* _EXTRACT TO READ_
+++
Let's compare different tests on pairs of assets:
- **Partial Correlation** - Fast, linear only
- **CMI** - Detects nonlinear dependencies
- **Distance Correlation** - Detects any dependence

In [None]:
# Compare independence tests on asset pairs
def compare_tests(X, Y, name_x, name_y):
    """Compare different independence tests"""
    print(f"\n{'='*60}")
    print(f"Testing: {name_x} vs {name_y}")
    print('='*60)
    
    # Partial correlation
    r, p = pcmci.parcorr_test(X, Y)
    print(f"Partial Correlation: r={r:+.4f}, p={p:.4f}")
    
    # CMI
    result = pcmci.cmi_test(X, Y, n_perm=100)
    print(f"CMI (KSG k=5):       cmi={result.cmi:.4f}, p={result.pvalue:.4f}")
    
    # Distance correlation
    result = pcmci.dcor_test(X, Y, n_perm=100)
    print(f"Distance Corr:       dcor={result.dcor:.4f}, p={result.pvalue:.4f}")

# Test a few pairs
vol_arr = volatility.values

compare_tests(vol_arr[:, 0], vol_arr[:, 1], 'SPY', 'TLT')
compare_tests(vol_arr[:, 0], vol_arr[:, 2], 'SPY', 'GLD')
compare_tests(vol_arr[:, 0], vol_arr[:, 4], 'SPY', 'EEM')
compare_tests(vol_arr[:, 1], vol_arr[:, 2], 'TLT', 'GLD')

## 6. Conditional Independence Test

Test if two assets are independent **after controlling for** a third asset.

Example: Are SPY and EEM independent given GLD?

In [None]:
def conditional_test(X, Y, Z, name_x, name_y, name_z):
    """Test X ⊥ Y | Z"""
    print(f"\n{'='*60}")
    print(f"Testing: {name_x} ⊥ {name_y} | {name_z}")
    print('='*60)
    
    # Unconditional first
    r, p = pcmci.parcorr_test(X, Y)
    print(f"Unconditional parcorr({name_x}, {name_y}): r={r:+.4f}, p={p:.4f}")
    
    # Conditional
    r, p = pcmci.parcorr_test(X, Y, Z)
    print(f"Conditional parcorr({name_x}, {name_y} | {name_z}): r={r:+.4f}, p={p:.4f}")
    
    # CMI conditional
    result_uncond = pcmci.cmi_test(X, Y, n_perm=100)
    result_cond = pcmci.cmi_test(X, Y, Z, n_perm=100)
+++
* _TASKS TO COMPLETE_
- A) In the notebook excerpt on independence tests, what kind of dependencies is CMI said to detect?
- B) Write the next part of the notebook excerpt on independence tests, picking up right after its final line of code.
None of the lines are needed for this work.

* _STORED DATA_
+++
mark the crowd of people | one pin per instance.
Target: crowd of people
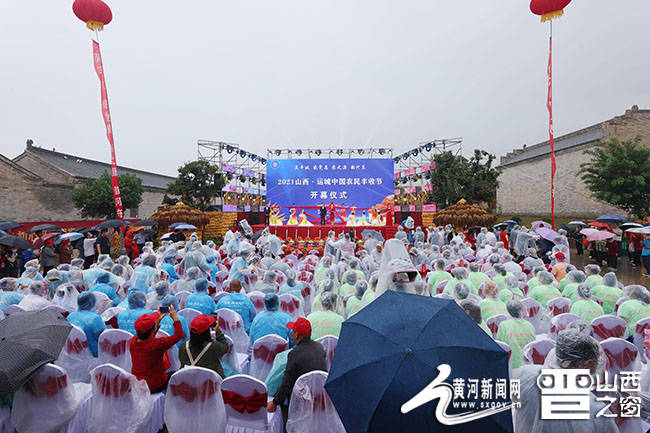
+++
* _EXPECTED RESULTS_
- A) Nonlinear dependencies.

- B)
    print(f"\nCMI({name_x}; {name_y}):       {result_uncond.cmi:.4f}, p={result_uncond.pvalue:.4f}")
    print(f"CMI({name_x}; {name_y} | {name_z}): {result_cond.cmi:.4f}, p={result_cond.pvalue:.4f}")

# Test conditional independence
spy = vol_arr[:, 0]
tlt = vol_arr[:, 1]
gld = vol_arr[:, 2]
uup = vol_arr[:, 3]
eem = vol_arr[:, 4]

conditional_test(spy, eem, gld, 'SPY', 'EEM', 'GLD')
conditional_test(spy, gld, tlt, 'SPY', 'GLD', 'TLT')
conditional_test(tlt, gld, uup, 'TLT', 'GLD', 'UUP')

## 7. Lead-Lag Analysis

Which asset's volatility **leads** which? This is the core question for spillover detection.

In [None]:
def lead_lag_analysis(source, target, name_src, name_tgt, max_lag=10):
    """Analyze lead-lag relationship between two assets"""
    results = []
    
    for lag in range(0, max_lag + 1):
        if lag == 0:
            x = source
            y = target
        else:
            x = source[:-lag]  # Source at t-lag
            y = target[lag:]   # Target at t
        
        r, p = pcmci.parcorr_test(x, y)
        results.append({'lag': lag, 'corr': r, 'pvalue': p})
    
    df = pd.DataFrame(results)
    
    # Plot
    fig, ax = plt.subplots(figsize=(10, 4))
    
    colors = ['green' if p < 0.05 else 'gray' for p in df['pvalue']]
    ax.bar(df['lag'], df['corr'], color=colors, alpha=0.7, edgecolor='black')
    
    ax.axhline(y=0, color='black', linestyle='-', linewidth=0.5)
    ax.set_xlabel('Lag (days)')
    ax.set_ylabel('Correlation')
    ax.set_title(f'Lead-Lag: {name_src}(t-lag) → {name_tgt}(t)\nGreen = significant (p<0.05)')
    ax.grid(True, alpha=0.3)
    plt.tight_layout()
    plt.show()
    
    # Find optimal lag
    sig_results = df[df['pvalue'] < 0.05]
    if len(sig_results) > 0:
        best = sig_results.loc[sig_results['corr'].abs().idxmax()]
        print(f"Strongest link: {name_src}(t-{int(best['lag'])}) → {name_tgt}(t), r={best['corr']:.3f}")
    else:
        print("No significant lead-lag relationship found")

# Analyze lead-lag for interesting pairs
lead_lag_analysis(tlt, spy, 'TLT', 'SPY')
lead_lag_analysis(spy, eem, 'SPY', 'EEM')
lead_lag_analysis(uup, gld, 'UUP', 'GLD')

## 8. Returns Analysis (Alternative to Volatility)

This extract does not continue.